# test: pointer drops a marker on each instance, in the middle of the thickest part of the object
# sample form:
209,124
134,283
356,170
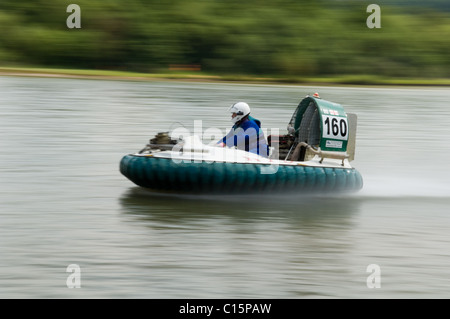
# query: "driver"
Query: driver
246,133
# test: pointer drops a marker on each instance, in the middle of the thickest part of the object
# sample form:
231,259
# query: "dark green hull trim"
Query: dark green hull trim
165,175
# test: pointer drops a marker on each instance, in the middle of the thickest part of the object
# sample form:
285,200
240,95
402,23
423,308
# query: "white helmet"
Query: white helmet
241,109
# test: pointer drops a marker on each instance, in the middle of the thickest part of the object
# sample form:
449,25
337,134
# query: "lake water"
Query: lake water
64,202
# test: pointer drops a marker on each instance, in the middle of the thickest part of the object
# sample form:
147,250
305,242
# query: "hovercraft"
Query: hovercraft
314,156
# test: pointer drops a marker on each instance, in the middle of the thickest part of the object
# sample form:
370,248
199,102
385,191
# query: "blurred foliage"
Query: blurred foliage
280,37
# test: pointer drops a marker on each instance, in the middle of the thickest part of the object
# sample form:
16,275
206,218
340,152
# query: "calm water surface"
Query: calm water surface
63,200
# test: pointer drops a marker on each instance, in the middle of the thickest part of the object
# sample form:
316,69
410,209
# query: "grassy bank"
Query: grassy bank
372,80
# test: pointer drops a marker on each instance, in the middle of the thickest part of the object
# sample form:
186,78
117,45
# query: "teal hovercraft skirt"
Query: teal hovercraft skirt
162,174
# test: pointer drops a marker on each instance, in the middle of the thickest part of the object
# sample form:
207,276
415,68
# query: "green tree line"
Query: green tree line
280,37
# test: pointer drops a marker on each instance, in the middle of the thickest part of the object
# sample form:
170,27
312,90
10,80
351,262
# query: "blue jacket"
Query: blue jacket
247,136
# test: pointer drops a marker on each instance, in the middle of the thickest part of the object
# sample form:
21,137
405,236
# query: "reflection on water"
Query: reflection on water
176,208
63,200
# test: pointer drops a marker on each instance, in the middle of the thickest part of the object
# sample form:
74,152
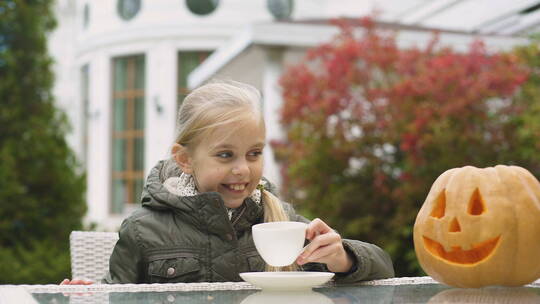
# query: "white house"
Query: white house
123,66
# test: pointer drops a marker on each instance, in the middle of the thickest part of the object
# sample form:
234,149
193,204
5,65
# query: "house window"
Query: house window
187,62
85,101
127,9
202,7
127,131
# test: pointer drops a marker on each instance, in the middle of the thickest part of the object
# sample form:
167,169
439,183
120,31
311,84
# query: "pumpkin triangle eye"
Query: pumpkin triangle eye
440,205
476,204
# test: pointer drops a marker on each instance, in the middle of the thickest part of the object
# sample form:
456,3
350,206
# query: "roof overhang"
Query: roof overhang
307,35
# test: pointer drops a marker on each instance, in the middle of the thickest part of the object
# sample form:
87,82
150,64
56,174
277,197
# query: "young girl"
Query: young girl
198,206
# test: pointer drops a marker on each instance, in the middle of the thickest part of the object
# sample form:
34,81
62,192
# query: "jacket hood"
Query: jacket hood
206,208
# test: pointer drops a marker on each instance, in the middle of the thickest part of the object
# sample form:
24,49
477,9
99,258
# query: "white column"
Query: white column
160,103
272,102
99,140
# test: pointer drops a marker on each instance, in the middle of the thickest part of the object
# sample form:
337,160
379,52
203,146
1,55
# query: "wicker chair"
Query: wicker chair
90,252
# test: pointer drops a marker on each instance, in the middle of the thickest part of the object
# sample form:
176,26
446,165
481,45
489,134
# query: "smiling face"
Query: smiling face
479,249
475,227
228,160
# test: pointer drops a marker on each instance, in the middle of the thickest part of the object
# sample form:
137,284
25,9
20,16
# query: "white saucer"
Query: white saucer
286,280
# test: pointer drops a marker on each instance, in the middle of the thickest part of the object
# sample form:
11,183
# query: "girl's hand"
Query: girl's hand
325,247
75,282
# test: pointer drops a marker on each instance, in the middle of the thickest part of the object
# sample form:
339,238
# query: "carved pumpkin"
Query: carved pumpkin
481,227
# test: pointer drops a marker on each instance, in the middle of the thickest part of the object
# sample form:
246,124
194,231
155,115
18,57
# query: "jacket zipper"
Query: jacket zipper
239,216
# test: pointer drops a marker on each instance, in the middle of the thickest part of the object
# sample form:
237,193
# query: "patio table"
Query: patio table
396,290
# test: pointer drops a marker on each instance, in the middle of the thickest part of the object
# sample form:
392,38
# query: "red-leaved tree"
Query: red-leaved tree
369,127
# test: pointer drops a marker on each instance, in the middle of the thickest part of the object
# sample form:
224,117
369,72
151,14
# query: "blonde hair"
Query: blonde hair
221,103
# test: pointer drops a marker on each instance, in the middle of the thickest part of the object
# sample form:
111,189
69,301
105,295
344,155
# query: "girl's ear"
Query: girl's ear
182,158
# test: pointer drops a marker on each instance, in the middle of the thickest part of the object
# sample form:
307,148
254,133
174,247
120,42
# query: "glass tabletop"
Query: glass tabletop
417,293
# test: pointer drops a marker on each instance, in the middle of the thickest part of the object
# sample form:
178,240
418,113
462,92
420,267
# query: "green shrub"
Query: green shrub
41,190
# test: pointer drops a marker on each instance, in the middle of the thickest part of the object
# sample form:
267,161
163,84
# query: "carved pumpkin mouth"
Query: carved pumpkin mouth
478,253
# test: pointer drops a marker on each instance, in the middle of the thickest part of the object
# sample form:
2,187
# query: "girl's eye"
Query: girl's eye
225,154
255,154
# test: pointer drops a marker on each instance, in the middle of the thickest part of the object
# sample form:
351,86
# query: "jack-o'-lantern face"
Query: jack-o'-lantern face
479,250
480,227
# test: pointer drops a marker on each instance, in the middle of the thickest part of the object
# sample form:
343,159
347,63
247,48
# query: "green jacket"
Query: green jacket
191,239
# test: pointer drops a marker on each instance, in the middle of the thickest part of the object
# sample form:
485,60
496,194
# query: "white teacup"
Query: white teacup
279,243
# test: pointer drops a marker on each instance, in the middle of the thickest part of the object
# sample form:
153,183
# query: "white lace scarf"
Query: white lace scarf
184,185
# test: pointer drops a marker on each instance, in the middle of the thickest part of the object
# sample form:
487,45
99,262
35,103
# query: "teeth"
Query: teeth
237,187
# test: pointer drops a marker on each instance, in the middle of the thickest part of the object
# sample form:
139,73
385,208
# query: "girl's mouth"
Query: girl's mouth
235,187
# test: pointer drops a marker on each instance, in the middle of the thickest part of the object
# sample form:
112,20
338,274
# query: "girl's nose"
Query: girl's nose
240,168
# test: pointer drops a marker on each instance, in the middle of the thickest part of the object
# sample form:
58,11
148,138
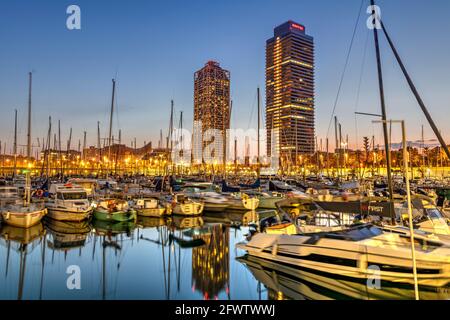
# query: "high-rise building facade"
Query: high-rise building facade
290,92
211,106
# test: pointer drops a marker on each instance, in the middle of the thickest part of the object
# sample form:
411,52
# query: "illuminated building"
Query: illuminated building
210,262
211,105
290,92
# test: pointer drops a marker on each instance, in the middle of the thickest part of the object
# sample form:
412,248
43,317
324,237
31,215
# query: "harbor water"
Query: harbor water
171,258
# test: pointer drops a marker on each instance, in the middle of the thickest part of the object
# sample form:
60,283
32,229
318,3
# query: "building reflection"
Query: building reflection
210,262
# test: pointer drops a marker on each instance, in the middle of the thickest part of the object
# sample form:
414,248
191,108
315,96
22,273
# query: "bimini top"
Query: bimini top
68,187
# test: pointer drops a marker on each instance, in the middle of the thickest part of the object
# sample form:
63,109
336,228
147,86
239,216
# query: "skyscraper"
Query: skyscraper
290,92
211,106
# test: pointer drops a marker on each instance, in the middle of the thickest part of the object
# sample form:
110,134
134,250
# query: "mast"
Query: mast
30,76
59,149
415,92
181,137
259,128
110,121
337,143
383,109
15,143
84,145
48,145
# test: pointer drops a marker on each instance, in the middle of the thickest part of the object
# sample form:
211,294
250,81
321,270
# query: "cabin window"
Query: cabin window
75,196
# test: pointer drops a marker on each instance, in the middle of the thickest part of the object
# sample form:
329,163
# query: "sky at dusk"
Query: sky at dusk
153,48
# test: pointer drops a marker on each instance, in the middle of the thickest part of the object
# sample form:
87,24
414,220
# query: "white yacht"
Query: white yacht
68,202
357,252
8,194
206,193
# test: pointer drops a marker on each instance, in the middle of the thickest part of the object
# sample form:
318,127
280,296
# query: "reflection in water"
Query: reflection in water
210,262
287,283
23,241
161,258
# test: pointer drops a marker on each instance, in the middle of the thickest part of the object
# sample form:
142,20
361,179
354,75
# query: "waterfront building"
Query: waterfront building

####################

What the task requires
Filter the listing down to the lines holding the word "waterfront", and return those.

Answer section
# query: "waterfront building"
Query: waterfront building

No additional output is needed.